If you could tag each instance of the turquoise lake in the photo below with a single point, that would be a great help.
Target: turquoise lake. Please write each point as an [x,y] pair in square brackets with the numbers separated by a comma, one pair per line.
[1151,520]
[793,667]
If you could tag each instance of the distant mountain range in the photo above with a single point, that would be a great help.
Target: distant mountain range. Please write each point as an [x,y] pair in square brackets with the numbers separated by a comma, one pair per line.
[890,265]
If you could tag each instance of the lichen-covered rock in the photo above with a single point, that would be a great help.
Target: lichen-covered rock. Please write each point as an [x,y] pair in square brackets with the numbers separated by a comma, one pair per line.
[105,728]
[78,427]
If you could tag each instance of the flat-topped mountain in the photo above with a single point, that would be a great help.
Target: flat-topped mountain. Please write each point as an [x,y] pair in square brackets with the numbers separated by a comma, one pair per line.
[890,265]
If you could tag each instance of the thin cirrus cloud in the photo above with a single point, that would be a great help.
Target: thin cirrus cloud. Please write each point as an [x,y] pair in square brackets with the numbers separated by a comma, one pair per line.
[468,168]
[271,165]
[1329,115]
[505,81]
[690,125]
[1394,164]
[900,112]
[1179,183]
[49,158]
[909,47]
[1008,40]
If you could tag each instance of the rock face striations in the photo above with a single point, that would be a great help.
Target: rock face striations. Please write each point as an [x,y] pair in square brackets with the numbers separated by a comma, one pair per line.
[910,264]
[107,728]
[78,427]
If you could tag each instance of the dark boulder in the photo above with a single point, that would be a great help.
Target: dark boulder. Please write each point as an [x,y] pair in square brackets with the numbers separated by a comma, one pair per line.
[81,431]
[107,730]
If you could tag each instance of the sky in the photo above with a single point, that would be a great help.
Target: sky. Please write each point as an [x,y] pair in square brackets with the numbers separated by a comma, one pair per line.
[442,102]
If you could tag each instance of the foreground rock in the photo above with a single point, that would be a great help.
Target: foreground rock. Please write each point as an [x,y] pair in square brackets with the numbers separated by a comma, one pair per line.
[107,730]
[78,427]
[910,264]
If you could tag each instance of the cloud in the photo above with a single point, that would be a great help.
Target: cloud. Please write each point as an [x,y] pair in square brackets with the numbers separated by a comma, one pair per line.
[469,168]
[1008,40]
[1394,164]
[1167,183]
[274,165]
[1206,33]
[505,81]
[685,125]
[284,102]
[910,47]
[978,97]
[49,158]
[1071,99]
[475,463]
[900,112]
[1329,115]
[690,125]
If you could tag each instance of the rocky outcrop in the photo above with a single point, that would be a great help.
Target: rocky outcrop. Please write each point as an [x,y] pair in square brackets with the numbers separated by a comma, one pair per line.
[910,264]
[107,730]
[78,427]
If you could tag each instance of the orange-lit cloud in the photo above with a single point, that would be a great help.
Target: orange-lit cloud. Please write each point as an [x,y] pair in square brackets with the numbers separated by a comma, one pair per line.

▶ _Exercise_:
Copy exactly, word for word, the line with "If you could tag each instance of the cloud" through the final line of the listing.

▶ _Correct output_:
If you could tag each instance of the cloud in the photo above with a single point, that would be a great help.
Target: cloud. Please write each point as an [x,y] pair in square brackets with the numbers separated by a comma, one pair per line.
[469,168]
[1008,40]
[1394,164]
[1167,183]
[274,165]
[1206,33]
[505,81]
[685,125]
[284,102]
[910,47]
[978,97]
[49,158]
[1071,99]
[475,463]
[900,112]
[1329,115]
[690,125]
If you could tag each instance of the rocky outcrop in the photo above with a single point, that would be a great help.
Target: rocky outcrop. Please write each point as an [x,y] pair in square brackets with the numbers separated by a comma, one pair per line.
[910,264]
[107,730]
[78,427]
If you could tag each instance of the orange-lit cloud in the photo above with a single point, that would be a great help.
Target: orange-lit cloud. Please write each point as an [x,y] pair in square brackets with the numbers separated by a comma, one pair per line.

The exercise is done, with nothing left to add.